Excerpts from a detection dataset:
__________
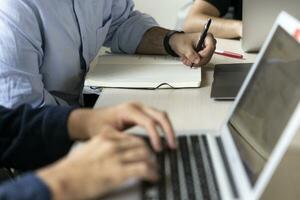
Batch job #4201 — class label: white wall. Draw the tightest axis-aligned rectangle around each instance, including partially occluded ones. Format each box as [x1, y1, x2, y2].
[133, 0, 190, 29]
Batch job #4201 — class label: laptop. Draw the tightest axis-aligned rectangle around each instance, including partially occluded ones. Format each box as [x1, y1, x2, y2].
[210, 63, 253, 100]
[242, 0, 300, 52]
[105, 13, 300, 200]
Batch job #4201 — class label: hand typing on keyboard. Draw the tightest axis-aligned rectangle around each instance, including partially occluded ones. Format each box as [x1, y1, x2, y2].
[70, 102, 176, 151]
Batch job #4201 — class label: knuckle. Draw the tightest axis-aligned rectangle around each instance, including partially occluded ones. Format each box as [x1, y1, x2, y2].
[140, 163, 150, 174]
[186, 52, 194, 59]
[160, 111, 168, 119]
[105, 141, 117, 152]
[146, 119, 156, 127]
[139, 148, 149, 158]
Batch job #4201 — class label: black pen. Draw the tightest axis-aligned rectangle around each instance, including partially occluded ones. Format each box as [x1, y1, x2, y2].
[191, 19, 211, 67]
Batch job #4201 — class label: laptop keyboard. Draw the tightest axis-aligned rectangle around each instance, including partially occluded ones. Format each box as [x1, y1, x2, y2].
[142, 135, 221, 200]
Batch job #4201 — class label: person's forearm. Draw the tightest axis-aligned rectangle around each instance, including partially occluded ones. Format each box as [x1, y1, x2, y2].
[0, 105, 72, 170]
[183, 14, 242, 38]
[135, 27, 169, 55]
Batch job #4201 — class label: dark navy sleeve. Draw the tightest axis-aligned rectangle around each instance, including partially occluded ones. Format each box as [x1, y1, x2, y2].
[0, 105, 73, 170]
[0, 173, 51, 200]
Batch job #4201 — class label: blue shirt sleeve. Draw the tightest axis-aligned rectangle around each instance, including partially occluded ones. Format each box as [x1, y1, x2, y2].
[0, 173, 51, 200]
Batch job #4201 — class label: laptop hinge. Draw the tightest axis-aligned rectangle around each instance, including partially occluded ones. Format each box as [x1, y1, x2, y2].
[216, 136, 239, 198]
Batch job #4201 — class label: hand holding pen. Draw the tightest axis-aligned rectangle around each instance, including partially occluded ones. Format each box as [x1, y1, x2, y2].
[191, 19, 211, 67]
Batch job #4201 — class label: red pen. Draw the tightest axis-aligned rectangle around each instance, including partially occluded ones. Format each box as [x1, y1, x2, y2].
[215, 49, 243, 59]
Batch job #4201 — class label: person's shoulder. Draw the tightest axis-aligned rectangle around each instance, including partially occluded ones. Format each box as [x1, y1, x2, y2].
[0, 0, 37, 21]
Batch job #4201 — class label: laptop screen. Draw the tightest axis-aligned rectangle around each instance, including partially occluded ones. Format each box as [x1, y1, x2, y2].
[228, 27, 300, 186]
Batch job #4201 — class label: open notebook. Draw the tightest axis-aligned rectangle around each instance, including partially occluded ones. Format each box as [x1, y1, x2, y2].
[85, 54, 201, 89]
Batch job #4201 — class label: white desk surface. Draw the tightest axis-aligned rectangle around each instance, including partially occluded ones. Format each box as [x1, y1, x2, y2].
[95, 39, 300, 199]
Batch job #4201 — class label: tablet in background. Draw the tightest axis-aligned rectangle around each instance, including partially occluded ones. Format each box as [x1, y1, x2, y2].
[210, 63, 253, 100]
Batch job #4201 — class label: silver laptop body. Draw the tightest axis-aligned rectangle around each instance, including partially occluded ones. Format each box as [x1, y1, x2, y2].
[242, 0, 300, 52]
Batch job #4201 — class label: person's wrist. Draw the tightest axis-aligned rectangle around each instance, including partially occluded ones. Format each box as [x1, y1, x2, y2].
[68, 109, 91, 140]
[164, 31, 184, 57]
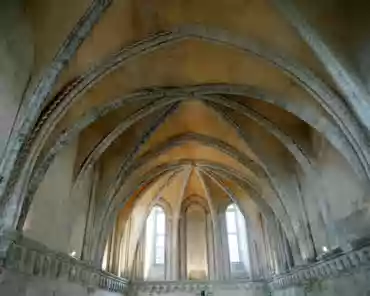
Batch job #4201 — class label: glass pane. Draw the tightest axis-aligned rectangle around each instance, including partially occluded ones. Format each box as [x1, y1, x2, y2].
[228, 234, 240, 262]
[156, 211, 166, 234]
[226, 211, 236, 233]
[155, 246, 164, 264]
[155, 235, 164, 247]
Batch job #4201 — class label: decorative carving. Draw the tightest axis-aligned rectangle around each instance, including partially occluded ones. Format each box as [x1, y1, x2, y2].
[130, 280, 268, 295]
[0, 234, 128, 294]
[270, 246, 370, 289]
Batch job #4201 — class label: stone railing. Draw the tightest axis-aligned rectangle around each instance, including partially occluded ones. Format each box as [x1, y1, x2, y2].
[270, 245, 370, 289]
[0, 234, 128, 294]
[130, 280, 268, 295]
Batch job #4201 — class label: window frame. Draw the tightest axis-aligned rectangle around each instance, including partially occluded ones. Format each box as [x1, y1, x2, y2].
[225, 203, 242, 264]
[152, 206, 166, 266]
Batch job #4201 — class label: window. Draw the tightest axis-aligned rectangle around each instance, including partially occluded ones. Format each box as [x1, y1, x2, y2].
[154, 207, 166, 264]
[226, 204, 240, 263]
[144, 206, 166, 280]
[225, 204, 250, 278]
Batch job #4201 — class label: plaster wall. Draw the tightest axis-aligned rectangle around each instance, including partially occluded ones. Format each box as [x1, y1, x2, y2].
[24, 143, 88, 253]
[137, 288, 268, 296]
[272, 270, 370, 296]
[0, 0, 34, 155]
[0, 270, 122, 296]
[301, 134, 367, 254]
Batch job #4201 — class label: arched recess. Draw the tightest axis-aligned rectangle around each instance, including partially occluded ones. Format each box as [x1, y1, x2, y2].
[4, 26, 367, 234]
[178, 195, 211, 280]
[92, 159, 300, 270]
[13, 84, 368, 250]
[130, 196, 172, 280]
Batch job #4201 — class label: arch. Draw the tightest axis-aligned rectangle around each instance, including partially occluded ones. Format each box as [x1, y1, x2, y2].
[93, 159, 296, 268]
[0, 26, 368, 231]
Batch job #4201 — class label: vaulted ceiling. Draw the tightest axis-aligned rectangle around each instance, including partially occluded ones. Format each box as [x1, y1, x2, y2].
[7, 0, 370, 264]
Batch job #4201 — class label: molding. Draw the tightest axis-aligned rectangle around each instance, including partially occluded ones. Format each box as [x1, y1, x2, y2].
[0, 232, 129, 295]
[130, 280, 268, 295]
[0, 0, 112, 205]
[269, 240, 370, 290]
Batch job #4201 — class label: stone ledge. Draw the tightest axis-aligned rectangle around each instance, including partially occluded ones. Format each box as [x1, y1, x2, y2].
[269, 240, 370, 289]
[130, 280, 268, 295]
[0, 233, 129, 294]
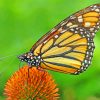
__________
__Task statement__.
Turn every entry above into a JSON list of strings, with one string per line and no blank lines. Leave the pictures out.

__Solution below__.
[
  "Batch job #4201 — class label: white wall. Draw the tightest axis-aligned rectangle around each instance, including partially occluded ones. Format each box as [x1, y1, x2, y2].",
  "[133, 0, 190, 29]",
  "Batch job #4201 — class label: laptop. Draw the tightest axis-aligned rectangle around each instance, including partially occluded ones. Format each box as [x1, y1, x2, y2].",
  "[210, 63, 253, 100]",
  "[242, 0, 300, 52]",
  "[105, 13, 300, 200]",
  "Batch job #4201 — class label: hand typing on keyboard. Draw the tightest axis-aligned rectangle around each instance, including partially occluded ones. Format each box as [x1, y1, x2, y2].",
  "[70, 102, 176, 151]",
  "Batch job #4201 — class label: knuckle. Draw the tightest axis-aligned rectangle around each instance, including partially occluded ones. Format each box as [x1, y1, x2, y2].",
  "[140, 163, 150, 174]",
  "[186, 52, 194, 59]",
  "[160, 111, 168, 119]",
  "[105, 141, 117, 152]",
  "[146, 119, 156, 127]",
  "[139, 148, 149, 158]",
  "Batch job #4201 — class label: black pen. Draw the tightest axis-aligned rectangle around each instance, including partially occluded ones. Format each box as [x1, y1, x2, y2].",
  "[191, 19, 211, 67]",
  "Batch job #4201 — class label: laptop keyboard. Draw the tightest axis-aligned rectangle around each instance, including partially occluded ones. Format each box as [x1, y1, x2, y2].",
  "[142, 135, 221, 200]",
  "Batch job #4201 — class label: person's forearm. Draw the tightest axis-aligned rectangle around each instance, including partially occluded ones. Format each box as [x1, y1, x2, y2].",
  "[0, 105, 72, 170]",
  "[183, 14, 242, 38]",
  "[135, 27, 169, 55]",
  "Batch job #4201 — class label: dark navy sleeve. Draw the tightest axis-aligned rectangle around each instance, including partially occluded ones. Format each box as [x1, y1, x2, y2].",
  "[0, 105, 73, 170]",
  "[0, 173, 51, 200]",
  "Batch job #4201 — class label: blue shirt sleeve. Draw the tightest axis-aligned rectangle around each instance, including partially occluded ones. Format each box as [x1, y1, x2, y2].",
  "[0, 173, 51, 200]",
  "Batch job #4201 — class label: laptop hinge. Draw the tightest axis-aligned rectangle around each instance, including partially occluded ones. Format each box as [x1, y1, x2, y2].",
  "[216, 136, 239, 198]",
  "Batch job #4201 — class label: hand holding pen. Draw the tightest axis-aligned rectangle around each instance, including partially occluded ones. Format each box as [x1, y1, x2, y2].",
  "[191, 19, 211, 67]",
  "Batch job #4201 — class label: red pen. Draw the tightest axis-aligned rectangle around each instance, including partially occluded ones. Format each box as [x1, y1, x2, y2].",
  "[215, 49, 243, 59]",
  "Batch job #4201 — class label: person's shoulder. Draw the tightest axis-aligned rectangle around each instance, including partially occluded ones. Format each box as [x1, y1, x2, y2].",
  "[0, 0, 37, 21]",
  "Batch job #4201 — class label: laptop screen. Draw the tightest axis-aligned rectangle around each instance, including partially occluded ones. Format each box as [x1, y1, x2, y2].",
  "[228, 27, 300, 186]",
  "Batch job #4201 — class label: open notebook. Draw the tightest axis-aligned rectangle around each instance, including partially occluded ones. Format each box as [x1, y1, x2, y2].",
  "[85, 54, 201, 89]",
  "Batch job #4201 — class label: white desk surface. Draw the tightest axis-aligned rectangle around each instance, including partially occluded ones. Format each box as [x1, y1, x2, y2].",
  "[95, 39, 300, 199]",
  "Batch job #4201 — class label: tablet in background. Draw the tightest axis-aligned rectangle around each instance, including partially occluded ones. Format each box as [x1, y1, x2, y2].",
  "[210, 63, 253, 100]",
  "Batch job #4201 — class label: silver laptop body. Draw the tightest axis-aligned rectangle around each instance, including partially occluded ones. Format each box as [x1, y1, x2, y2].",
  "[242, 0, 300, 52]",
  "Batch job #4201 — class label: person's wrist. Draw the tightest axis-aligned rectangle around each instance, including partially occluded ones. Format each box as [x1, y1, x2, y2].",
  "[68, 109, 91, 140]",
  "[164, 31, 184, 57]",
  "Batch job #4201 — class label: glass pane. Draw the tightest axis-aligned rectangle around each instance, including partially occluded ones. Format each box as [x1, y1, x2, y2].",
  "[228, 234, 240, 262]",
  "[156, 211, 166, 234]",
  "[226, 211, 236, 233]",
  "[155, 246, 164, 264]",
  "[155, 235, 164, 247]",
  "Batch job #4201 — class label: decorative carving. Draw the tightest axis-aligned rectangle around each instance, including partially occluded ones. Format each box as [x1, y1, x2, y2].",
  "[130, 280, 268, 295]",
  "[0, 234, 128, 294]",
  "[270, 246, 370, 289]",
  "Batch job #4201 — class label: stone railing. Draw the tightest axis-aligned rectangle around each instance, including partially occluded ones. Format each box as [x1, y1, x2, y2].",
  "[270, 245, 370, 289]",
  "[0, 234, 128, 294]",
  "[130, 280, 268, 295]",
  "Batch job #4201 — class label: window frame. Draw the tightest axis-aligned rectangle around each instance, including partially occluded ones. Format each box as [x1, y1, x2, y2].",
  "[225, 203, 242, 264]",
  "[152, 206, 166, 266]",
  "Batch job #4201 — class label: window. Draw the tightest axis-aligned rectangle around each instance, including partially occluded ones. Format each box as [x1, y1, x2, y2].",
  "[154, 207, 166, 264]",
  "[226, 204, 240, 263]",
  "[144, 206, 166, 280]",
  "[225, 204, 250, 278]",
  "Batch job #4201 — class label: plaster wall. Draw the tightest axis-aligned rectangle around each instance, including partially occluded ones. Format each box as [x1, y1, x2, y2].",
  "[24, 143, 88, 253]",
  "[137, 288, 268, 296]",
  "[272, 270, 370, 296]",
  "[0, 0, 34, 155]",
  "[0, 270, 122, 296]",
  "[301, 134, 367, 254]",
  "Batch job #4201 — class label: arched recess. Draw the tightest axis-aligned rectangle around each instance, including partially occluded ones. Format each box as [x1, y1, x2, y2].",
  "[4, 26, 367, 234]",
  "[178, 195, 211, 280]",
  "[92, 159, 300, 270]",
  "[13, 84, 368, 250]",
  "[130, 196, 172, 280]",
  "Batch job #4201 — class label: arch. Draw the tightest axis-aligned rectangle around each instance, including partially occluded ones. Format each box as [x1, y1, x2, y2].",
  "[93, 159, 296, 268]",
  "[0, 26, 368, 231]",
  "Batch job #4201 — class label: vaulted ceiling. Draw the tightest axis-aligned rectangle around each instance, including partially occluded ones. Format each box as [x1, y1, x2, y2].",
  "[7, 0, 370, 264]",
  "Batch job #4201 — class label: molding. Draw the tightest axis-aligned rectangle around each instance, including partially occluded ones. Format each box as [x1, y1, x2, y2].",
  "[0, 232, 129, 295]",
  "[130, 280, 268, 295]",
  "[0, 0, 112, 205]",
  "[269, 240, 370, 290]",
  "Batch job #4201 — class label: stone ledge. Draw the tightest axis-aligned rectangle around each instance, including partially occluded ones. Format each box as [x1, y1, x2, y2].",
  "[269, 240, 370, 289]",
  "[130, 280, 268, 295]",
  "[0, 233, 129, 294]"
]